▽

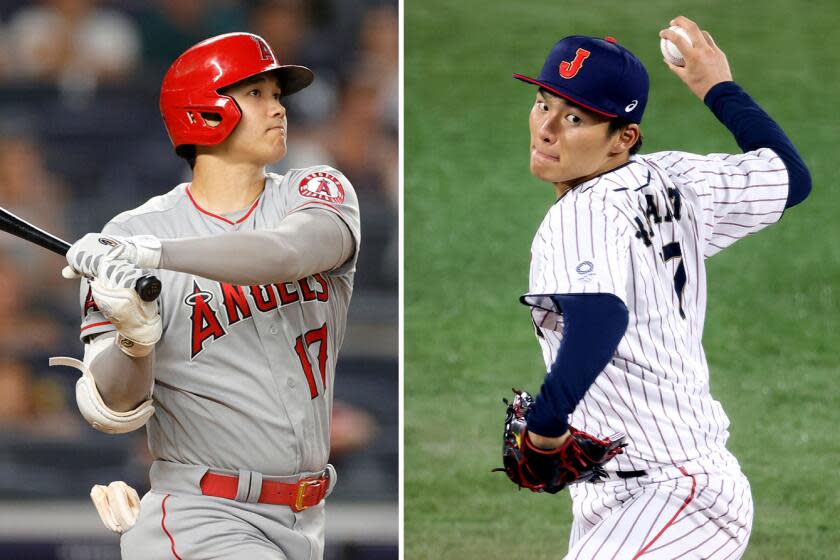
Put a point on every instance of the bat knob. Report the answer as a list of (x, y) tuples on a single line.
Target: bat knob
[(148, 288)]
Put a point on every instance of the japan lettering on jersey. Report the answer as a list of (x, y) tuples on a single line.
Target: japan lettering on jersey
[(642, 232), (244, 374)]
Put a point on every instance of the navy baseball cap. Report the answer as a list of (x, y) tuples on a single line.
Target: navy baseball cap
[(597, 74)]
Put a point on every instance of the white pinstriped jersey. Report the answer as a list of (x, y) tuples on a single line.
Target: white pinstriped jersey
[(642, 232)]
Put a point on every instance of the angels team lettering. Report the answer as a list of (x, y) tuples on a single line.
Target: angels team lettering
[(211, 320)]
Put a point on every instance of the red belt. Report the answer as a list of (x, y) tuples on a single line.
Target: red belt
[(299, 495)]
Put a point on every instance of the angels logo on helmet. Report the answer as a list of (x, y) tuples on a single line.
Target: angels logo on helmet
[(322, 186)]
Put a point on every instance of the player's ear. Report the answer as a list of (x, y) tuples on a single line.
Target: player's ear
[(626, 138)]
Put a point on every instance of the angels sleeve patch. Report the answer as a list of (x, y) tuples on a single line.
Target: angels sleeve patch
[(322, 186)]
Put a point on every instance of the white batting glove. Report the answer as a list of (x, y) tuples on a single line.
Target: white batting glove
[(87, 255), (138, 322), (117, 504)]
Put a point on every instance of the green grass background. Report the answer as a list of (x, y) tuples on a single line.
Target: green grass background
[(471, 209)]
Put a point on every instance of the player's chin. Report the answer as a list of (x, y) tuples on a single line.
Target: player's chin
[(275, 152), (544, 170)]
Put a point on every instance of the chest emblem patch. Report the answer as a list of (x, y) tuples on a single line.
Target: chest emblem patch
[(322, 186)]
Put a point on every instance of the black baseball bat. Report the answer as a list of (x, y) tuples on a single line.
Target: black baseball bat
[(147, 287)]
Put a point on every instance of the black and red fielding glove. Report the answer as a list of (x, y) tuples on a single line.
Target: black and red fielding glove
[(579, 459)]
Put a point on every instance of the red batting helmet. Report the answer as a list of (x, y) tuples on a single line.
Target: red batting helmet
[(191, 85)]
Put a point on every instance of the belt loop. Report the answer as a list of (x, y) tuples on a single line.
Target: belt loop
[(256, 488), (243, 489), (332, 478)]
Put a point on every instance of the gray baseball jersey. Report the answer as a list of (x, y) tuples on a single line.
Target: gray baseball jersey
[(244, 374)]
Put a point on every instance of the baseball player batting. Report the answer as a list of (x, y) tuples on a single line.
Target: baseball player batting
[(231, 371), (617, 293)]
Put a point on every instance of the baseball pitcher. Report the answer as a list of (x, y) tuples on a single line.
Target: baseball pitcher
[(617, 294)]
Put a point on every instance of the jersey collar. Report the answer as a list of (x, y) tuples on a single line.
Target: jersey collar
[(222, 218)]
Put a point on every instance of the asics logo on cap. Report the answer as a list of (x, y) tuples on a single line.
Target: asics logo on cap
[(570, 69)]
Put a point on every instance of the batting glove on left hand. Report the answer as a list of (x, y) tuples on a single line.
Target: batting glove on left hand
[(87, 255), (117, 504), (138, 322)]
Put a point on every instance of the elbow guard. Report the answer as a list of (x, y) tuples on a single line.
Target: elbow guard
[(94, 409)]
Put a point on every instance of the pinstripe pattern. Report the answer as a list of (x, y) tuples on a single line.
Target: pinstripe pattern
[(656, 388), (634, 232), (674, 512)]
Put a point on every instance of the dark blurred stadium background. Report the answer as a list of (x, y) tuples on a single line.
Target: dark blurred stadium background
[(81, 139)]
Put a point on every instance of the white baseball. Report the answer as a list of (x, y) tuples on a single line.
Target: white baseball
[(670, 51)]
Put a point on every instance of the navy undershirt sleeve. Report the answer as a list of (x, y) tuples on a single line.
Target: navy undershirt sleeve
[(593, 325), (754, 129)]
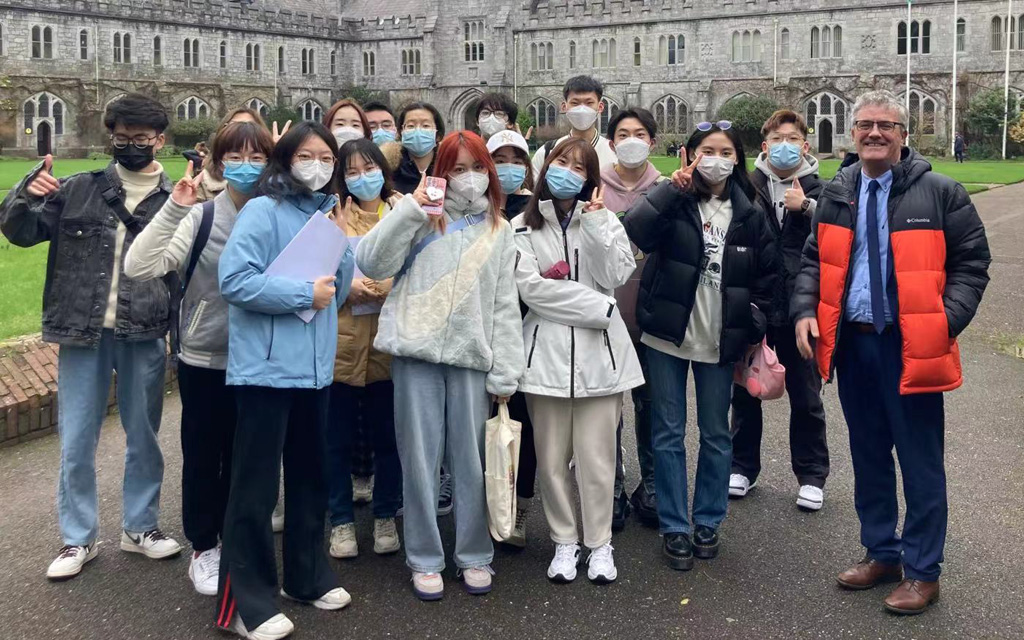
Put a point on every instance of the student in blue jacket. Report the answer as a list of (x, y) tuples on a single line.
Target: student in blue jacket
[(281, 368)]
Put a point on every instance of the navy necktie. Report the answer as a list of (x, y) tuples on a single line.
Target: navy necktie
[(875, 259)]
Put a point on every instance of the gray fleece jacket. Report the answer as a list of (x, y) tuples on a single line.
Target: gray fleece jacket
[(458, 303)]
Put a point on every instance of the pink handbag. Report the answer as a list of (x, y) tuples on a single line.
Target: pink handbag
[(761, 374)]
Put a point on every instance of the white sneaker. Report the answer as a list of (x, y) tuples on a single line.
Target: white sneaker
[(152, 544), (70, 561), (739, 485), (428, 586), (563, 565), (385, 537), (363, 489), (204, 570), (810, 498), (333, 600), (477, 580), (274, 629), (343, 543), (602, 565), (278, 519)]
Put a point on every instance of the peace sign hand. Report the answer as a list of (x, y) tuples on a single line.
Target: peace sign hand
[(683, 177), (596, 201), (186, 189)]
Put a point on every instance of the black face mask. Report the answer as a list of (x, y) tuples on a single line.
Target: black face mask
[(133, 158)]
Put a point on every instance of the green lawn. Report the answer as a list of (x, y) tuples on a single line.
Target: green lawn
[(23, 270)]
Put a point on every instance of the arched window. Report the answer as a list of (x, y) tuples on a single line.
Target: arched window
[(44, 107), (193, 108), (610, 109), (259, 107), (309, 110), (543, 112), (672, 115)]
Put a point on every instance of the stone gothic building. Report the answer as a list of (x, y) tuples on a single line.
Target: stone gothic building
[(61, 61)]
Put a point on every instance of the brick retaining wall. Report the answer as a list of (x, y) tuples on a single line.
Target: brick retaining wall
[(29, 389)]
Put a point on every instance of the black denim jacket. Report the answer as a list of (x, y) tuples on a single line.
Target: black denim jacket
[(82, 230)]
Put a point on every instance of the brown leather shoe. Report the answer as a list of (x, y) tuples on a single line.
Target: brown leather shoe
[(912, 597), (869, 572)]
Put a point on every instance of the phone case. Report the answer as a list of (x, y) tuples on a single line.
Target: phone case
[(436, 188)]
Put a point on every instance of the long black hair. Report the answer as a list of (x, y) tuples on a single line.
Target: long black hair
[(278, 181), (739, 176), (370, 153)]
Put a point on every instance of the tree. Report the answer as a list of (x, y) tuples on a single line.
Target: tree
[(748, 114)]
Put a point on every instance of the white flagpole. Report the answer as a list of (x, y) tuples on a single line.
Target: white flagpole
[(952, 139), (1006, 80), (909, 45)]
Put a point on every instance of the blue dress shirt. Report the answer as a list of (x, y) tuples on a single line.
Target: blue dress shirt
[(858, 299)]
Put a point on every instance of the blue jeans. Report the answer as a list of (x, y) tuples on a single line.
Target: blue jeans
[(374, 407), (83, 384), (440, 411), (668, 392)]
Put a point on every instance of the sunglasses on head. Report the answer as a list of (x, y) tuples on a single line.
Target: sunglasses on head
[(724, 125)]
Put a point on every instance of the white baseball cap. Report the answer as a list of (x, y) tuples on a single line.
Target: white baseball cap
[(507, 137)]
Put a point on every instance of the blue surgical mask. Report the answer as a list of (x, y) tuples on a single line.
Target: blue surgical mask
[(243, 175), (383, 135), (511, 176), (563, 183), (366, 186), (419, 141), (784, 156)]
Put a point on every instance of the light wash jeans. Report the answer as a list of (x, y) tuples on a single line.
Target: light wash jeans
[(668, 393), (83, 384), (438, 407)]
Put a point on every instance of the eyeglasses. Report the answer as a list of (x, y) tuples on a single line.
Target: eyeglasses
[(140, 140), (885, 126), (724, 125)]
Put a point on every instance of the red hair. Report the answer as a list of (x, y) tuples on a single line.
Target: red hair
[(448, 156)]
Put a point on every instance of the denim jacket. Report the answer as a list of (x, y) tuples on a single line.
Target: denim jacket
[(82, 230)]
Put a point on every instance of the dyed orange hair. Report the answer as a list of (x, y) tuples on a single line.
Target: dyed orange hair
[(448, 156)]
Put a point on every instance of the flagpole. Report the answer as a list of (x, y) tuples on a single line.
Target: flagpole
[(1006, 80), (909, 41), (952, 138)]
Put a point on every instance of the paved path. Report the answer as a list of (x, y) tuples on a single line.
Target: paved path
[(774, 578)]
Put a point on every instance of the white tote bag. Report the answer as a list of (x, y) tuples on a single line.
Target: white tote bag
[(503, 437)]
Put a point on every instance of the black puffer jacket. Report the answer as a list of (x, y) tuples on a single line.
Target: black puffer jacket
[(666, 224), (790, 236)]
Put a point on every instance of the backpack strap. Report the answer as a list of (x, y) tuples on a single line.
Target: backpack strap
[(458, 225), (205, 225)]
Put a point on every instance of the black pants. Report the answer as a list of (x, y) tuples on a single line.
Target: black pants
[(808, 448), (527, 455), (208, 417), (274, 423)]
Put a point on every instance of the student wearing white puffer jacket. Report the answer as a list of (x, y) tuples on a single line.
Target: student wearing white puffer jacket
[(572, 254)]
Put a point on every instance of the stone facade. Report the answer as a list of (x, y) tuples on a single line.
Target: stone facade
[(75, 53)]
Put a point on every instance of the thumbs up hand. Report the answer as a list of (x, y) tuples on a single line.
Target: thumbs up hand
[(44, 183), (795, 197)]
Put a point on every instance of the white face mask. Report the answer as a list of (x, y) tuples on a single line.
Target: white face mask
[(632, 153), (344, 134), (470, 185), (492, 125), (716, 170), (582, 118), (313, 173)]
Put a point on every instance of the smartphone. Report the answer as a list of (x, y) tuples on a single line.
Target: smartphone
[(436, 187)]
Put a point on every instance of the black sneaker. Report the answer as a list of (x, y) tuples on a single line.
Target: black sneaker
[(620, 511), (678, 550), (645, 506), (705, 542)]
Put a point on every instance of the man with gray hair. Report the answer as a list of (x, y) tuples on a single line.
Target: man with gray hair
[(893, 271)]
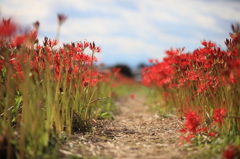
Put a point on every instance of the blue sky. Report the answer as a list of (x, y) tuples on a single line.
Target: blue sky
[(130, 31)]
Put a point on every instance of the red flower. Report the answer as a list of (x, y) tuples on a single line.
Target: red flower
[(218, 115), (231, 152), (7, 28), (192, 121), (132, 96)]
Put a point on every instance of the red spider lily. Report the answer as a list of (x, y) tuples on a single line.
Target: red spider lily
[(231, 152), (18, 41), (7, 28), (192, 122), (132, 96), (218, 115)]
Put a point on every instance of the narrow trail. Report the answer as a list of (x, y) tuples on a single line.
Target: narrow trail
[(134, 134)]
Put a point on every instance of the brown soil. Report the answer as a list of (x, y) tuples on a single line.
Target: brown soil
[(134, 134)]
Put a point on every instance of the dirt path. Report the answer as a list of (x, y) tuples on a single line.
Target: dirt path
[(134, 134)]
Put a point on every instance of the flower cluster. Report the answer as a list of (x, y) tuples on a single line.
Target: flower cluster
[(69, 59)]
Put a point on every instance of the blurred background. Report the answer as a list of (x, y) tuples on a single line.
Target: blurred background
[(130, 31)]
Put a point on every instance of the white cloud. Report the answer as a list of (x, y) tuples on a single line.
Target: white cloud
[(129, 29)]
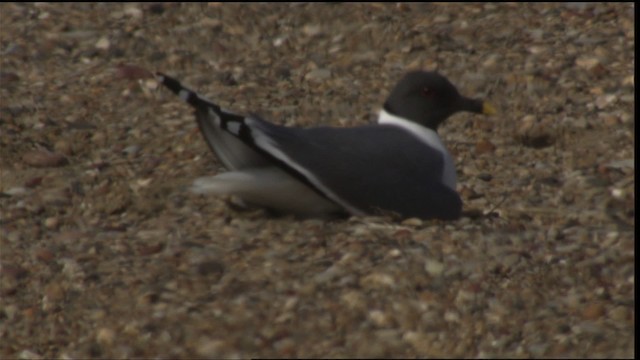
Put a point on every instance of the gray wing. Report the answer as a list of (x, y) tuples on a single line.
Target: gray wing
[(216, 126), (371, 168)]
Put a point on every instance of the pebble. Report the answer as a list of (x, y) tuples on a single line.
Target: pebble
[(105, 337), (434, 268), (43, 158), (318, 75), (484, 146)]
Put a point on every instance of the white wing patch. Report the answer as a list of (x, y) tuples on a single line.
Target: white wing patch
[(267, 144), (430, 138)]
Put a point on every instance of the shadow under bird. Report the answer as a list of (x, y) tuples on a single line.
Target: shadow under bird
[(399, 166)]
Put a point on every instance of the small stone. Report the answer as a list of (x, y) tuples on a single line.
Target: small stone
[(15, 191), (103, 43), (43, 158), (484, 146), (29, 355), (412, 222), (150, 249), (63, 147), (318, 75), (312, 30), (51, 222), (379, 318), (605, 101), (434, 267), (132, 72), (105, 337), (593, 311), (378, 280), (210, 348)]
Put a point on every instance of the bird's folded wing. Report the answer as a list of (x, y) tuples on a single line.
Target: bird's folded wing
[(364, 169)]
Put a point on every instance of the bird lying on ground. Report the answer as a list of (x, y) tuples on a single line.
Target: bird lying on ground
[(399, 166)]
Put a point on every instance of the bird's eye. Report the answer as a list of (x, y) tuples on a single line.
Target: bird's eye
[(427, 92)]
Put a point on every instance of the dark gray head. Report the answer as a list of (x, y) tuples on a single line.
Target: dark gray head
[(428, 99)]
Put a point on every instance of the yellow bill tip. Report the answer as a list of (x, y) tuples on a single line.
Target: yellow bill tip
[(488, 109)]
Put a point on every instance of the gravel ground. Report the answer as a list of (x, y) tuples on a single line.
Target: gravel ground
[(104, 253)]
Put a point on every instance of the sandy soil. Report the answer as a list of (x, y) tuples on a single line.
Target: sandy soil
[(104, 252)]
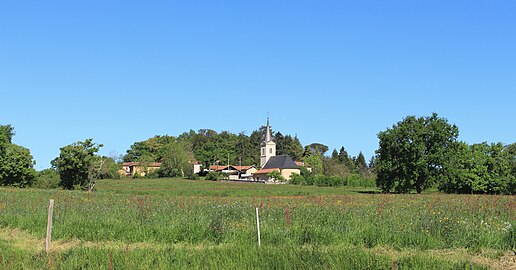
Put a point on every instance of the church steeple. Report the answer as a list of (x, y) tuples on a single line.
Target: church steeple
[(268, 132), (268, 148)]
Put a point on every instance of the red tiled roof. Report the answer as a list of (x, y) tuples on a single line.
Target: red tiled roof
[(266, 171), (148, 164), (242, 168), (217, 167)]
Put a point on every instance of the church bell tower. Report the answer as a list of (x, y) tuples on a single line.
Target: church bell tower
[(268, 147)]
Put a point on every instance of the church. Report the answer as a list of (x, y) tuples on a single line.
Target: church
[(269, 162)]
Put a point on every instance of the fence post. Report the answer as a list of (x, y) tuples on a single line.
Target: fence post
[(49, 225), (258, 226)]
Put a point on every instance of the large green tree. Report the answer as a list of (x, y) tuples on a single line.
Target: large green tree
[(413, 154), (76, 164), (177, 161), (480, 168), (16, 162)]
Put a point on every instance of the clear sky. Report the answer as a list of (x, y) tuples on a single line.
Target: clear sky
[(334, 72)]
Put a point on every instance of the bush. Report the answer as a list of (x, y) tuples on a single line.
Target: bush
[(213, 176), (194, 177), (48, 178)]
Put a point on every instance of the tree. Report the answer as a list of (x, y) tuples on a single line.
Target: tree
[(316, 148), (16, 166), (479, 168), (316, 162), (345, 159), (413, 154), (176, 162), (361, 165), (16, 163), (75, 164)]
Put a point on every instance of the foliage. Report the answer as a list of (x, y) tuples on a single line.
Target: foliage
[(176, 161), (413, 153), (361, 165), (333, 167), (316, 162), (75, 164), (316, 149), (16, 163), (47, 179), (16, 166), (345, 159), (210, 147), (480, 168)]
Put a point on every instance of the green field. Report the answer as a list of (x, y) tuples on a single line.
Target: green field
[(191, 224)]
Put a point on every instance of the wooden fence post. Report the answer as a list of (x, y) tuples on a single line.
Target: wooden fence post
[(49, 225), (258, 226)]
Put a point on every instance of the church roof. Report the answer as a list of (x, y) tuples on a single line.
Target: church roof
[(281, 162)]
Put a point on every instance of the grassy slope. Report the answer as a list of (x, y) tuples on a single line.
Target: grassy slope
[(172, 223)]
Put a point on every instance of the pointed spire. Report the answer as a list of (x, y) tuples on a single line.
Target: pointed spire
[(268, 132)]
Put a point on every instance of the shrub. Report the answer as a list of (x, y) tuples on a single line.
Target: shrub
[(213, 176), (48, 178)]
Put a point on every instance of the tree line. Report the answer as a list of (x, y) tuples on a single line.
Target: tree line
[(415, 154)]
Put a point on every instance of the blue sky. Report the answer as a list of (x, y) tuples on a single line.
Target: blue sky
[(334, 72)]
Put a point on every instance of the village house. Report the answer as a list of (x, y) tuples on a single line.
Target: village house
[(269, 162), (235, 172), (139, 168)]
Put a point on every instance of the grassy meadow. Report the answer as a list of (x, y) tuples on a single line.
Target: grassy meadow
[(191, 224)]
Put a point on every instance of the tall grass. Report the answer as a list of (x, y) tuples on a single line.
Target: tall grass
[(213, 229)]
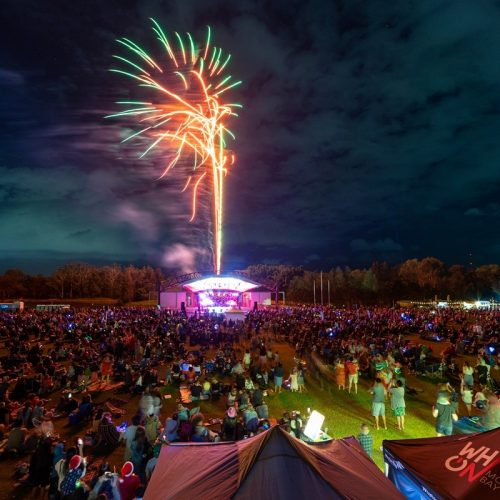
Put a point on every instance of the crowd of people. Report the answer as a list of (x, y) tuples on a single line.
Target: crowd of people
[(55, 363)]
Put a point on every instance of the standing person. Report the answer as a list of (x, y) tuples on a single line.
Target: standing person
[(106, 368), (278, 378), (445, 416), (247, 359), (294, 386), (378, 393), (340, 374), (366, 440), (398, 404), (492, 416), (300, 380), (140, 451), (353, 370), (468, 372), (128, 436), (77, 469), (152, 427), (466, 392)]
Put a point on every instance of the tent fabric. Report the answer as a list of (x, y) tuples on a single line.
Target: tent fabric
[(454, 467), (272, 465)]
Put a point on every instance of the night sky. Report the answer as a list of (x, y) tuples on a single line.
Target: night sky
[(370, 131)]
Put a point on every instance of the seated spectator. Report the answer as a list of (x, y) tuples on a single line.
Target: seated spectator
[(83, 411), (107, 435), (243, 400), (150, 466), (207, 386), (140, 452), (129, 435), (257, 397), (229, 425), (182, 413), (232, 398), (17, 437), (196, 391), (170, 431), (262, 411), (250, 419), (146, 403)]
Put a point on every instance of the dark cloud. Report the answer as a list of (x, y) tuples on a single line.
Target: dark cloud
[(361, 120)]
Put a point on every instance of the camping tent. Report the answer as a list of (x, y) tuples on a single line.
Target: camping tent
[(272, 465), (463, 466)]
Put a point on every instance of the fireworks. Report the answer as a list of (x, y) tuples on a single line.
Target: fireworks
[(185, 117)]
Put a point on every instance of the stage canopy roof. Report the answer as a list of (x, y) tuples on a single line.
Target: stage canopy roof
[(221, 283)]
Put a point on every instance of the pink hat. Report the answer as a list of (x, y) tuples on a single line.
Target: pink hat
[(127, 469), (75, 462)]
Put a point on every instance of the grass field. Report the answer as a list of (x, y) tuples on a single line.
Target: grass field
[(344, 413)]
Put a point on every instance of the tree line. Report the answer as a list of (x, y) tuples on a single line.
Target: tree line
[(381, 282), (81, 280)]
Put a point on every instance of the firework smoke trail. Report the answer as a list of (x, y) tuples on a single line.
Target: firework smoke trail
[(184, 116)]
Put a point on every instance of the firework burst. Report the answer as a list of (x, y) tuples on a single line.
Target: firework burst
[(185, 116)]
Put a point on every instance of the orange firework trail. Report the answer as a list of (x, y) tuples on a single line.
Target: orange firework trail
[(186, 117)]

△

Task directions ▸ Copy the rows above word for word, starting with the line that contains "Put a point on every instance of the white tote" and ending with the line that contains "[(666, 224), (790, 236)]".

Written solution ▸
Put a point on every instance of the white tote bag. Report the answer as a list of (x, y) tuples on a single line.
Target: white tote bag
[(503, 437)]
Put a point on every instance of the black puffer jacket. Report the answer as a list of (x, y) tuples on a single line.
Target: black puffer jacket
[(666, 224), (790, 236)]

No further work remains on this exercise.